» YOUR TASKS:
1. In the album page, which label released Here Come the Noise Makers?
2. Continue the album page on Here Come the Noise Makers from where it stops.

» PAGE EXCERPT:
** START **

Live album by Bruce Hornsby
- Released: October 24, 2000
- Genre: Rock Jam band Jazz Bluegrass
- Length: 2:15:52
- Label: RCA
- Producer: Bruce Hornsby; Wayne Pooley;

Bruce Hornsby chronology
| Spirit Trail (1998) | Here Come the Noise Makers (2000) | Big Swing Face (2002) |

= Here Come the Noise Makers =

Here Come the Noise Makers was the first live album by American singer and pianist Bruce Hornsby. It is a double album comprising songs recorded between 1998 and New Year's Eve 1999/2000. It was Hornsby's first album with his touring act the Noisemakers.

The album not only captures the ambience of one of Hornsby’s concerts, but also reflects the vibrant temperament and true stylistic diversity with which he approaches his craft, treating the live performance like a journey in search of the perfect musical moment.

With this album, Hornsby is determined to create a hybrid style that encompasses rock, jazz, and classical music within a jam band mentality. The concert musical experience captured on the album embodied the gestures towards complete improvisatory musical spontaneity and towards recasting old songs as unrecognizably new that so much of Hornsby's solo work had been forecasting, this time in a full band setting. The album covers pieces by many of Hornsby's musical influences, George Gershwin, Samuel Barber, Bill Evans, Bud Powell and Bob Dylan among them. Hornsby directly acknowledges the influence of the Grateful Dead by performing their songs "Lady with a Fan" and "Black Muddy River" and by including a version of "The Valley Road" that seems to have "emerged from the Grateful Dead's "Wharf Rat."

Professional ratings
Review scores
| Source | Rating |
| Allmusic | Star |

==Track listing==
All songs by Bruce Hornsby, except where noted.

** END **

» LISTED ENTRIES:
** START **

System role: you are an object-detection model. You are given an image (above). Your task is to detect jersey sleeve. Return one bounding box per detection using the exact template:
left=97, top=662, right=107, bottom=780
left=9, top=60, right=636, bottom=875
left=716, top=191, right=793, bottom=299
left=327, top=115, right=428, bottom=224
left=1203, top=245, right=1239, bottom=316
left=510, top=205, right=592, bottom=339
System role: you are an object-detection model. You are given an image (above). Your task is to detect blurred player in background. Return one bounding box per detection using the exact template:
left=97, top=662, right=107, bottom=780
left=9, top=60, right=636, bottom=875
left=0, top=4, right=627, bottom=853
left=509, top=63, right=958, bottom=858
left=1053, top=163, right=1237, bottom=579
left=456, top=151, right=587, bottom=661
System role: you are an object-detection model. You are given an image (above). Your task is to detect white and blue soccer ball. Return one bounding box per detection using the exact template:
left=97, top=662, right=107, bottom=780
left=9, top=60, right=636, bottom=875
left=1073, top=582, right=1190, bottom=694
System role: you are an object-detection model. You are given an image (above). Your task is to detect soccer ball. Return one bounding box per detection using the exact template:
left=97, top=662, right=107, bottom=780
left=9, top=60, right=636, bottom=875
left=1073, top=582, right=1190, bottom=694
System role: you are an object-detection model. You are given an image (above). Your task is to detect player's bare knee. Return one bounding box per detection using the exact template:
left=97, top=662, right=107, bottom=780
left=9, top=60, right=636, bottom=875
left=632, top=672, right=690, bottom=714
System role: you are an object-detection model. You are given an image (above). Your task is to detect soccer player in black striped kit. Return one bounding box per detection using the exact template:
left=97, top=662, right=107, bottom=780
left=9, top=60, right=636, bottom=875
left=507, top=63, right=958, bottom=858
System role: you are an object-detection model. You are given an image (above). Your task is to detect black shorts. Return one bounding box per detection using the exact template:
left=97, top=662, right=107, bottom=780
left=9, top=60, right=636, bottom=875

** END **

» OUTPUTS FOR THE TASKS:
1. RCA

2.
Disc 1
1. "Piano Intro"/"Great Divide" - 7:47
2. "Long Tall Cool One" - 7:54
3. "The Red Plains" (Bruce Hornsby, John Hornsby) - 5:58
4. "The Road Not Taken" - 7:22
5. "Lady with a Fan" (Garcia, Hunter) - 5:24
6. "Stander on the Mountain" - 7:51
7. "Jacob's Ladder"/"Blackberry Blossom" (Bruce Hornsby, John Hornsby/Traditional) - 4:31
8. Piano Intro/"I Loves You Porgy"/"Nocturne" (Gershwin, Gershwin, Heyward/Barber) - 4:22
9. "The Way It Is" - 7:01
10. "Twelve Tone Tune"/"King of the Hill" (Evans/Hornsby) - 11:44

Disc 2
1. "Spider Fingers"/"Tempus Fugit" (Powell) - 10:25
2. "Sneaking Up on Boo Radley" - 5:38
3. "Fortunate Son" - 4:47
4. "The Valley Road" (Bruce Hornsby, John Hornsby) - 7:13
5. "The End Of The Innocence" (Don Henley, Bruce Hornsby) - 8:41
6. "Sunflower Cat"/"It Takes a Lot to Laugh, It Takes a Train to Cry" (Garcia, Hunter, Mangini/Bob Dylan) - 9:23
7. "Rainbow's Cadillac" - 7:23
8. "Mandolin Rain"/"Black Muddy River" (Bruce Hornsby, John Hornsby/Garcia, Hunter) - 12:30

== Personnel ==

The Noisemakers
- Bruce Hornsby – lead vocals, acoustic piano, accordion
- John "J.T." Thomas – keyboards, organ, vocals
- Doug Derryberry – guitars, mandolin, vocals
- J. V. Collier – bass
- Michael Baker – drums, vocals
- Bobby Read – bass clarinet, saxophone, vocals

Additional musicians
- Debbie Henry – vocals (1)
- John D'Earth – trumpet (2, 11, 12)
- Steve Kimock – guitar (15)
- Land Richards – drums (4, 6, 7, 14, 16)
- Bonny Bonaparte – drums (15)

== Production ==
- David Bendeth – A&R
- Bruce Hornsby – producer, mixing, liner notes
- Wayne Pooley – producer, mixing
- Bobby Hornsby – associate producer
- Ted Jensen – mastering at Sterling Sound (New York City, New York)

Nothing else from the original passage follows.